**SHORT TASK:** Reproduce every line of the entries below word for word, leaving out the pictures.

● ● ●

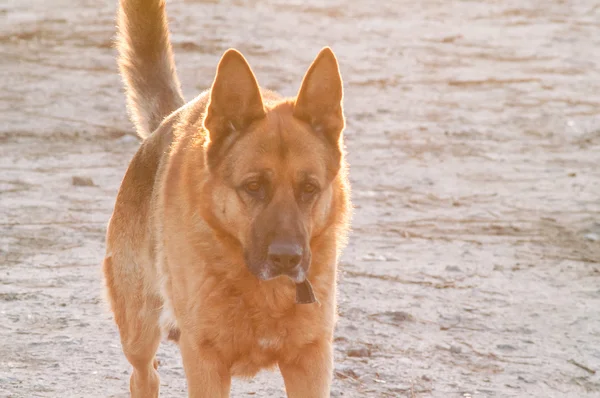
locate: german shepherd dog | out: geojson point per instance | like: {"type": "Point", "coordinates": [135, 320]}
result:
{"type": "Point", "coordinates": [230, 219]}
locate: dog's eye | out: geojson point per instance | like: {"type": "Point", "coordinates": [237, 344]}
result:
{"type": "Point", "coordinates": [309, 188]}
{"type": "Point", "coordinates": [253, 187]}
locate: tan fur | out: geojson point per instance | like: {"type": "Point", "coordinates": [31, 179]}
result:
{"type": "Point", "coordinates": [182, 240]}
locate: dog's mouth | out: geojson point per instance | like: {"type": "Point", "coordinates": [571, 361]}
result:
{"type": "Point", "coordinates": [304, 290]}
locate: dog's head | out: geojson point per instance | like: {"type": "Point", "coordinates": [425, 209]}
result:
{"type": "Point", "coordinates": [272, 162]}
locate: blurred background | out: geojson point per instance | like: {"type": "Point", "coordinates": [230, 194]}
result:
{"type": "Point", "coordinates": [473, 134]}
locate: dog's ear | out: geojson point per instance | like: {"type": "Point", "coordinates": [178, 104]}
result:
{"type": "Point", "coordinates": [319, 101]}
{"type": "Point", "coordinates": [235, 99]}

● ● ●

**FINISHED ANSWER:**
locate: german shepherd dog | out: geojson point per instance | like: {"type": "Point", "coordinates": [135, 320]}
result:
{"type": "Point", "coordinates": [230, 219]}
locate: dog's eye | out: geojson point per instance | like: {"type": "Point", "coordinates": [237, 344]}
result:
{"type": "Point", "coordinates": [309, 188]}
{"type": "Point", "coordinates": [253, 187]}
locate: tan fur | out: geojson point per instance | like: {"type": "Point", "coordinates": [31, 179]}
result:
{"type": "Point", "coordinates": [182, 240]}
locate: dog's mouth | out: geojson point per instance | like: {"type": "Point", "coordinates": [571, 361]}
result:
{"type": "Point", "coordinates": [304, 290]}
locate: dog's head | out: geojson point per instance | like: {"type": "Point", "coordinates": [425, 209]}
result:
{"type": "Point", "coordinates": [272, 162]}
locate: blurred background | out: geojson point per instance | like: {"type": "Point", "coordinates": [230, 194]}
result:
{"type": "Point", "coordinates": [473, 134]}
locate: dog's ear | out: geojson point per instance | like: {"type": "Point", "coordinates": [178, 104]}
result:
{"type": "Point", "coordinates": [319, 101]}
{"type": "Point", "coordinates": [235, 99]}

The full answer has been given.